Espaces alternatifs, tiers-lieux, laboratoires de création artistique… Le patrimoine industriel est aujourd’hui un élément privilégié pour des expérimentations urbaines. Il participe à la création de nouvelles activités, de nouveaux rapports aux lieux et aux autres. Le patrimoine industriel devient ainsi un gage d’attractivité, et de plus en plus, une promesse de développement économique et touristique.

Cet article propose de s’intéresser à l’actualité de ce type de patrimoine, en particulier en Chine. Le développement économique rapide du secteur tertiaire dans les grandes métropoles chinoises a en effet laissé nombre d’espaces de production manufacturière vacants. Ceux-ci sont aujourd’hui en pleine reconversion et il est intéressant d’étudier la manière dont ils sont désormais intégrés à des projets de renouvellement urbain et à des politiques patrimoniales qui encouragent le réemploi du bâti. Là où prévalait dans nombre de grandes métropoles chinoises la logique de détruire pour mieux reconstruire, le concept de réemploi, inspiré d’expériences internationales autant que de volonté des populations locales, tendent en effet depuis une vingtaine d’années à modifier le rapport des pouvoirs publics et des acteurs privés à ces anciens ensembles industriels.

Travail demandé: Selon le document source sur le patrimoine industriel, qu'est-ce qui a laissé vacants de nombreux espaces de production manufacturière dans les grandes métropoles chinoises ?

Enregistrements extraits:
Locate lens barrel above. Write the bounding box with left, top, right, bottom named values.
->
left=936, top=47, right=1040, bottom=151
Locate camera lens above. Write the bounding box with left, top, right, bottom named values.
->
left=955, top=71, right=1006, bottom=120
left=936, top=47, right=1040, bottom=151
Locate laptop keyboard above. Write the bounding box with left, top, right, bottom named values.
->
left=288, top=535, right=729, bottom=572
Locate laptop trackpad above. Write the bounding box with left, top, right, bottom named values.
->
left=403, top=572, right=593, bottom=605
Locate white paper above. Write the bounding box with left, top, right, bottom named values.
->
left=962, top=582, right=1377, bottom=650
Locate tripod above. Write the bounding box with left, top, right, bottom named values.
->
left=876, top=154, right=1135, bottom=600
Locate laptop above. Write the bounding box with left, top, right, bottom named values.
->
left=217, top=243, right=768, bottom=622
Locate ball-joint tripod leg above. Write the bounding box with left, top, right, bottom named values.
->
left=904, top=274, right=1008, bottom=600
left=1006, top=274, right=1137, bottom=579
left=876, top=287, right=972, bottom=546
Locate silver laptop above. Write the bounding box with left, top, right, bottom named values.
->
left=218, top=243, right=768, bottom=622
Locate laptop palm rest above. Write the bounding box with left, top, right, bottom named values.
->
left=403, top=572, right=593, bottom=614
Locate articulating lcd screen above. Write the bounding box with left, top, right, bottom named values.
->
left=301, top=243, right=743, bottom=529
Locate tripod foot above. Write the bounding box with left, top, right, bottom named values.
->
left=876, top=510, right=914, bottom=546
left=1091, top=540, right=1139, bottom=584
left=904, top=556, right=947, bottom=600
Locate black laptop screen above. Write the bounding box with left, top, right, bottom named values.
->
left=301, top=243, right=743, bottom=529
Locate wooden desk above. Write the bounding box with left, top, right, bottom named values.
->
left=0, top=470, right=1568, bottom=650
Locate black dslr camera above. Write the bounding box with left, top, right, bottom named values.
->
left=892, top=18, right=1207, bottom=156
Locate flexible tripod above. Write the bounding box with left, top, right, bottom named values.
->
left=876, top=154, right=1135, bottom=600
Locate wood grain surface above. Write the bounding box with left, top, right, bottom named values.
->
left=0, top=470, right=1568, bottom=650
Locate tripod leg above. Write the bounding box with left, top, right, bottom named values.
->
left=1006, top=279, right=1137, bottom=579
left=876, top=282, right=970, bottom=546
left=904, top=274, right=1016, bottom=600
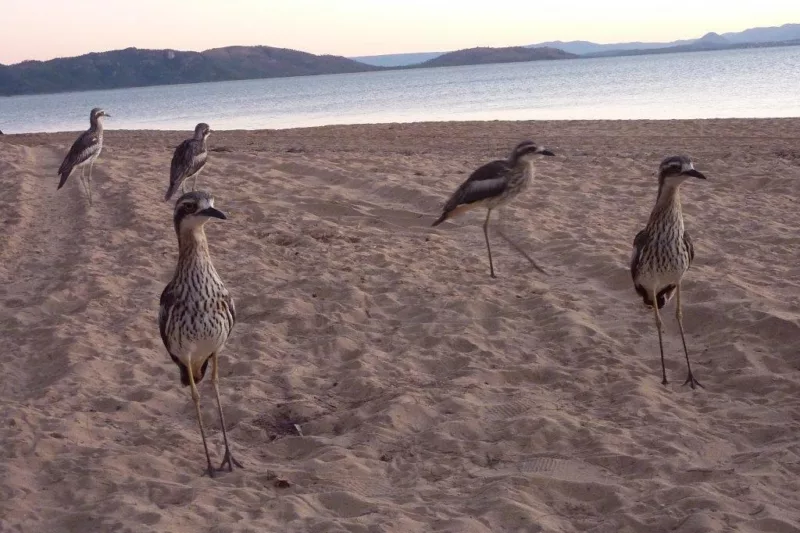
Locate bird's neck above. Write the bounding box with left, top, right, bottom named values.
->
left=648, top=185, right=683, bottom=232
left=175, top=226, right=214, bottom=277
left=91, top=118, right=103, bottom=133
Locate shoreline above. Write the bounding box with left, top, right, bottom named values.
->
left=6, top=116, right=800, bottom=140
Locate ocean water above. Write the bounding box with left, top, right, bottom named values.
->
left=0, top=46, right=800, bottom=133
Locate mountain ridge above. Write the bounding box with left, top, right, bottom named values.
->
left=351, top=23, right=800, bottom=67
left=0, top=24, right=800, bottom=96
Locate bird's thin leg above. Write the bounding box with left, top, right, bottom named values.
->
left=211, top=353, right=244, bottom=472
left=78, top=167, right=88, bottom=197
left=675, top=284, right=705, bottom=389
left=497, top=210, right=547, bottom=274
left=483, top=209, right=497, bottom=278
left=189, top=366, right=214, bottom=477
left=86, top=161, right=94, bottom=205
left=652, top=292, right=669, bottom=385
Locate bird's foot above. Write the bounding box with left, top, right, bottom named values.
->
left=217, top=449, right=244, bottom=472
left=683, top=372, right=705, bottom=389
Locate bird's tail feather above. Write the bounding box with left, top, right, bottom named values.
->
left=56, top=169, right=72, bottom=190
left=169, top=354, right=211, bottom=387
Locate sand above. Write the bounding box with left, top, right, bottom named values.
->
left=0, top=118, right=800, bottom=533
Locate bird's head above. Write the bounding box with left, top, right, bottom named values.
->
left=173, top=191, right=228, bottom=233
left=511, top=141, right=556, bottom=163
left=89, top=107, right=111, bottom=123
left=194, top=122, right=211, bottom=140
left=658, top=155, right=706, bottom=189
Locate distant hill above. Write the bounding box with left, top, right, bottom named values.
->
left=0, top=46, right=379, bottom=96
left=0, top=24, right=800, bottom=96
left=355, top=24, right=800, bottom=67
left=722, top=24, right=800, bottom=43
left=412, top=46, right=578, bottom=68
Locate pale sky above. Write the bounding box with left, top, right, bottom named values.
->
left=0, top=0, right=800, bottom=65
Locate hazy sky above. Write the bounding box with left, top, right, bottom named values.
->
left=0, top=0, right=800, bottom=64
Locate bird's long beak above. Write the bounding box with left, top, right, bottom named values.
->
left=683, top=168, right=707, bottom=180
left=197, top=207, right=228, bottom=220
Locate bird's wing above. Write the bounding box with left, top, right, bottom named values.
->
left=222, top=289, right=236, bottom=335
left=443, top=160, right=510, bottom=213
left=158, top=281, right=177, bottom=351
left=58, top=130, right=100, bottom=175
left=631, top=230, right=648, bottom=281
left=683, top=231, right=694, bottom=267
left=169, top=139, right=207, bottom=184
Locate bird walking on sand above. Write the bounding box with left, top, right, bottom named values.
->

Réponse complète: Le développement économique rapide du secteur tertiaire.